**TASK STATEMENT:** Carry on the article about the army camp at reveille, starting right after its last sentence.

My favorite phrase from this one is “Imagine your eight-year-old
dinosaur fanatic, grown up with 20 or more years of reading, all dressed up as
a triceratops, standing around in a circle with other triceratops discussing
the Mesozoic era -- or in this case, Lincoln and his generals -- and you have
an idea of the intensity of the discussions.” - Jonah
Pieces of
Paper Pinned to their Coats
By Howard Mansfield, Yankee
Magazine, September 1999
Reveille at dark. Four a.m. Bugles call, far off and near. There
are rows and rows, acres upon acres of small tents, ghost-white under the
stars. Dark blue figures are emerging. The blue uniforms make us nearly
invisible to one another. We fade from view in just a few feet. We stand for
roll call and then huddle by a small fire crowded with tin cups holding coffee.

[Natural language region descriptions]
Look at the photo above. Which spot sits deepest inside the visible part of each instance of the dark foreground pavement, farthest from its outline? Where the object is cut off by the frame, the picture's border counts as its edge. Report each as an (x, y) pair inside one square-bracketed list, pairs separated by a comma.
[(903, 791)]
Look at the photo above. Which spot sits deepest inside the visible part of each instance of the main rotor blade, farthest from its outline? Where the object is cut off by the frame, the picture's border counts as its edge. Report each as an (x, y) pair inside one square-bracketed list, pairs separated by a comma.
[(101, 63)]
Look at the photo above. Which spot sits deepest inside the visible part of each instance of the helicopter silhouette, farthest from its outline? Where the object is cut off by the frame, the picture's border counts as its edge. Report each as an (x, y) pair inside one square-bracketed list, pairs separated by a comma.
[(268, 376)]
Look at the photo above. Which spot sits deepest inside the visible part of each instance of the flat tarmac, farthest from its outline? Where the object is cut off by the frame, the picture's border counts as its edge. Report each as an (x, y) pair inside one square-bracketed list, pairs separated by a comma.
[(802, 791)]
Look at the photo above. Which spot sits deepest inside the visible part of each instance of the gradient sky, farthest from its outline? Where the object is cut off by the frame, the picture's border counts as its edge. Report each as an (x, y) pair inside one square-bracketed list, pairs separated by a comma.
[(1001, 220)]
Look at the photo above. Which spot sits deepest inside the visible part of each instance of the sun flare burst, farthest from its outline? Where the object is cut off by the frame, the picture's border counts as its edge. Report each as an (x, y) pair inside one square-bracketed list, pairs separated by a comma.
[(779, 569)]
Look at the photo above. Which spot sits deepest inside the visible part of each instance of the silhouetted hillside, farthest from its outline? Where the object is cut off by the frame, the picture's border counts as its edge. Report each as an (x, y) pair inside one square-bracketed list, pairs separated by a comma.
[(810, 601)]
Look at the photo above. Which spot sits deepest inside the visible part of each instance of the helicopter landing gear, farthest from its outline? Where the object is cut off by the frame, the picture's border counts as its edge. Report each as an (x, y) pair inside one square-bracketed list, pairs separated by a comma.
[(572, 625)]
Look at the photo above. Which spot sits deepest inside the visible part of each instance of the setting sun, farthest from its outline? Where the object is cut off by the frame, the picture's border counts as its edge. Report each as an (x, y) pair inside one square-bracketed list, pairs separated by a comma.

**EXERCISE RESPONSE:**
"Tomorrow at dawn you march into the cornfield," we had
been told. At the Battle of Antietam in September 1862, 8,000 men died in a
cornfield in an hour and a half. The soldiers walked into corn taller than they
were, and by battle's end, not a stalk was left. We are here at the 135th
anniversary of Antietam, the bloodiest day in American Twenty-three thousand
men were killed, wounded, or missing in action, and both armies marched away to
fight for another three years.
In a practice drill we had advanced into a cornfield, aiming our
muskets. I grew up playing in and around cornfields; they were exciting mazes.
But this, even though it is only a drill for a mock battle, has a small taste
of terror, looking down a rifle barrel into the green.
We fall in and march off in the dark, four abreast, our company
joining the others until there are long lines of Union blue, rifles high,
marching, halting, advancing again. Up and down the line, the officers shout
commands: Orderrr! Arrrms! In the distance, the battle flashes orange-red. The
battle has begun, a thunderstorm close to the ground.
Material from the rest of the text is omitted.